┌─ Provided material

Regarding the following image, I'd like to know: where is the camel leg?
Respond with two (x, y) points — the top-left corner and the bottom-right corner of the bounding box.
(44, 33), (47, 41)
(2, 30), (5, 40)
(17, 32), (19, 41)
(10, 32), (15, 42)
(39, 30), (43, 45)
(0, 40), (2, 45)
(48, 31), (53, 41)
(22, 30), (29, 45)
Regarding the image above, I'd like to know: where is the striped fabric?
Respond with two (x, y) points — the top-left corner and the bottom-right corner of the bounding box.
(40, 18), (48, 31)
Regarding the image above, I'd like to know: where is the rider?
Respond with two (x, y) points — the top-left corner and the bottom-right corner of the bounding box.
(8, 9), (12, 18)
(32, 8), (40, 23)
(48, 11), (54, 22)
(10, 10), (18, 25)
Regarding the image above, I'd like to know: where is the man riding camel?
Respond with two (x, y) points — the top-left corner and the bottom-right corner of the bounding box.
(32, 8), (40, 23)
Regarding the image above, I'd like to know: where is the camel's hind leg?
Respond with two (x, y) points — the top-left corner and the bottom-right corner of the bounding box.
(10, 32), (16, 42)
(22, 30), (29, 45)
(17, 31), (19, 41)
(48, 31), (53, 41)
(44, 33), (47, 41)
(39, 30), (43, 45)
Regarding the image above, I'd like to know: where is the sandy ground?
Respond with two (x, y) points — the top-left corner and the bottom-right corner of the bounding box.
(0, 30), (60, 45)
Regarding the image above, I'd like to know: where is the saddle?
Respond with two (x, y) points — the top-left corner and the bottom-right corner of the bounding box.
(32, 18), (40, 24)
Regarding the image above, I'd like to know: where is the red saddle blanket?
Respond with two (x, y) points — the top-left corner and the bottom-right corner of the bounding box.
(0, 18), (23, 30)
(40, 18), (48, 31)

└─

§ Task instructions
Please rewrite all of the records above as a numbered list, one line per item, leaving out any blank lines.

§ Completed exercise
1. Regarding the following image, I'd like to know: where is the camel leg?
2. Respond with two (x, y) points — the top-left corner and the bottom-right corner of the bounding box.
3. (44, 33), (47, 41)
4. (2, 30), (5, 40)
5. (17, 32), (19, 41)
6. (10, 32), (15, 42)
7. (39, 30), (43, 45)
8. (0, 40), (2, 45)
9. (48, 31), (53, 41)
10. (22, 30), (29, 45)
11. Regarding the image above, I'd like to know: where is the striped fabric?
12. Respond with two (x, y) points — the top-left corner and the bottom-right corner of the bounding box.
13. (40, 18), (48, 31)
14. Regarding the image above, I'd like to know: where is the rider?
15. Respond with two (x, y) points — the top-left corner and the bottom-right corner of the bounding box.
16. (8, 9), (12, 18)
17. (32, 8), (40, 23)
18. (48, 11), (54, 22)
19. (10, 10), (18, 25)
20. Regarding the image above, I'd like to know: where is the man riding camel?
21. Respond with two (x, y) points — the top-left corner and the bottom-right corner of the bounding box.
22. (32, 8), (40, 23)
23. Regarding the image above, I'd like to know: where is the camel's hind leg?
24. Respond with two (x, y) points — the top-left corner and the bottom-right corner of the bounding box.
25. (10, 32), (16, 42)
26. (22, 30), (29, 45)
27. (17, 31), (19, 41)
28. (48, 31), (53, 41)
29. (44, 33), (47, 41)
30. (39, 30), (43, 45)
31. Regarding the image above, I'd like to know: where is the sandy ground?
32. Respond with two (x, y) points — the top-left corner and the bottom-right corner of the bounding box.
33. (0, 30), (60, 45)
34. Regarding the image above, I'd like to know: where is the saddle?
35. Respond with two (x, y) points — the top-left corner and the bottom-right corner of the bounding box.
36. (32, 18), (40, 24)
37. Regarding the image above, I'd like to know: where is the red saddle blanket?
38. Respond with two (x, y) points — the top-left corner and the bottom-right corner of the bounding box.
39. (0, 18), (23, 30)
40. (40, 18), (48, 31)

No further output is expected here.